* What to work on *
1. List the titles of all the literary works named in the post on fate, Homer and genetics.
2. Repeat word for word the part of the post on fate, starting with "Thursday Flash Craft: Who's" and going on through "we find ourselves?".

* Excerpt provided *
Thursday Flash Craft: Who's in Charge? Us or Them?

Fate. In a rehab visit for a friend’s crack cocaine addiction, the therapist mentioned his wiring, the long history of addicts, my friend the first to seek help. Why him? Was that too wired in the genes? The oracle would tell him that he too would be doomed—that his fate contained this inevitability. In Homer’s Iliad, Fate isn’t one of the gods, but rules both Olympus and earth, a force not even Zeus can change without throwing the world into chaos. Where, in such a world, do we find ourselves?

After reading, for the first time, Oedipus Rex and Homer’s Iliad, I picked up Jeffrey Eugenides Middlesex and am partway through it. “I try to go back in time,” Cal says, “to a time before genetics, before everyone was in the habit of saying about everything, ‘It’s in the genes.’ A time before our present freedom and so much freer!” (37). She thinks of her grandmother Desdemona, who “didn’t envision her insides as a vast computer code, all 1s and 0s, an infinity of sequences, any one of which might contain a bug.” This memory takes place in the shadow of Mount Olympus, a clear sign that the external gods have moved inside, still controlling us, connected to our genes, in that same relationship Zeus and the gang shared with Fate and the mortals under them.

* Given information *
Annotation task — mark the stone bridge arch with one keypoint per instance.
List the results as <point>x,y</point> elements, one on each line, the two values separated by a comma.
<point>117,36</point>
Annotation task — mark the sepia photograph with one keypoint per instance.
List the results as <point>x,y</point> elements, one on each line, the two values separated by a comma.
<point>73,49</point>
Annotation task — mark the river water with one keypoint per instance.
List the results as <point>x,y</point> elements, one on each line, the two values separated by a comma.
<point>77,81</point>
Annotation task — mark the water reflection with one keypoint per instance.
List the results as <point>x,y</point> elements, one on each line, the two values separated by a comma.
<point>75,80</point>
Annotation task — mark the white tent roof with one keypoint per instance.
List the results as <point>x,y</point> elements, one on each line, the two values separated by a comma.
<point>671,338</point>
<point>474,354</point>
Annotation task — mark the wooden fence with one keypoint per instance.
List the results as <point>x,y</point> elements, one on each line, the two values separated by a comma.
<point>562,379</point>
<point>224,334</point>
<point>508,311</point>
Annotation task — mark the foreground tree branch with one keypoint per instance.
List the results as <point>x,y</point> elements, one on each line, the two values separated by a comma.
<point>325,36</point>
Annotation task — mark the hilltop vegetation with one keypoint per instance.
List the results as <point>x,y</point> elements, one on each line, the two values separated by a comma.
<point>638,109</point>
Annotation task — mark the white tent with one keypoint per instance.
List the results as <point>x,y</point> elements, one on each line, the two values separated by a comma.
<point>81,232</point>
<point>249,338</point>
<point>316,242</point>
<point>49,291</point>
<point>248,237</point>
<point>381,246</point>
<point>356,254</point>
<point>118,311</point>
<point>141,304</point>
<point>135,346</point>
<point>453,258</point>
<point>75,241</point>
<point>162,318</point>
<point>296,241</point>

...

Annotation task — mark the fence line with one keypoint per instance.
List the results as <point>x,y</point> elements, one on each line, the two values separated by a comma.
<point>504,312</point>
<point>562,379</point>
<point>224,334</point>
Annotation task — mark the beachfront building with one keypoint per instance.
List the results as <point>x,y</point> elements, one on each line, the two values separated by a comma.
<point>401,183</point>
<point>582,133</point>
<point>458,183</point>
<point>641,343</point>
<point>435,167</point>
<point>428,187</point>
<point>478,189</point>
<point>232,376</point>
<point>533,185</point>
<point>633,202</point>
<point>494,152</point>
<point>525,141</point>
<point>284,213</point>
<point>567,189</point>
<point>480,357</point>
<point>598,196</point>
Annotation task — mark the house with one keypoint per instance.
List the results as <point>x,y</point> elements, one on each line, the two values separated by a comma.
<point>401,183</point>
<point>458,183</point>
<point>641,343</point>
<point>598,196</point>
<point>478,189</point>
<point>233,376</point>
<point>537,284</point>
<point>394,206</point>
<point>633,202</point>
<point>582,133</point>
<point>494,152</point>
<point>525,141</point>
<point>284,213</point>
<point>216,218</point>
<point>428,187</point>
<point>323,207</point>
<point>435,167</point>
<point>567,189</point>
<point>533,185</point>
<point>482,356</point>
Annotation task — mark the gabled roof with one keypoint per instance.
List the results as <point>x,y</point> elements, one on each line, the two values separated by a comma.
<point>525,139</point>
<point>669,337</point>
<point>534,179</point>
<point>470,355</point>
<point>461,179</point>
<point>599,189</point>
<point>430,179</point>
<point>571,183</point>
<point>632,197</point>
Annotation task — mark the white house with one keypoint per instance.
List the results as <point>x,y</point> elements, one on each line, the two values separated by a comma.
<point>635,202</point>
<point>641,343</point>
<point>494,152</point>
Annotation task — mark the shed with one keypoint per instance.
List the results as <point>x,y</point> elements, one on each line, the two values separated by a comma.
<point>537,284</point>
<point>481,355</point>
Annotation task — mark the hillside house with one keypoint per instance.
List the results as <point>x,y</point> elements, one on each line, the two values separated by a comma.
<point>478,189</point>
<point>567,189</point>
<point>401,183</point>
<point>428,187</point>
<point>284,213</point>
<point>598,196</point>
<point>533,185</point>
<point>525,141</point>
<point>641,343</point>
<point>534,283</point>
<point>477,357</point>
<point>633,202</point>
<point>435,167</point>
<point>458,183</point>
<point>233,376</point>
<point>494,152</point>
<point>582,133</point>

* Written answers *
1.
Iliad
Oedipus Rex
Middlesex

2.
Thursday Flash Craft: Who's in Charge? Us or Them?

Fate. In a rehab visit for a friend’s crack cocaine addiction, the therapist mentioned his wiring, the long history of addicts, my friend the first to seek help. Why him? Was that too wired in the genes? The oracle would tell him that he too would be doomed—that his fate contained this inevitability. In Homer’s Iliad, Fate isn’t one of the gods, but rules both Olympus and earth, a force not even Zeus can change without throwing the world into chaos. Where, in such a world, do we find ourselves?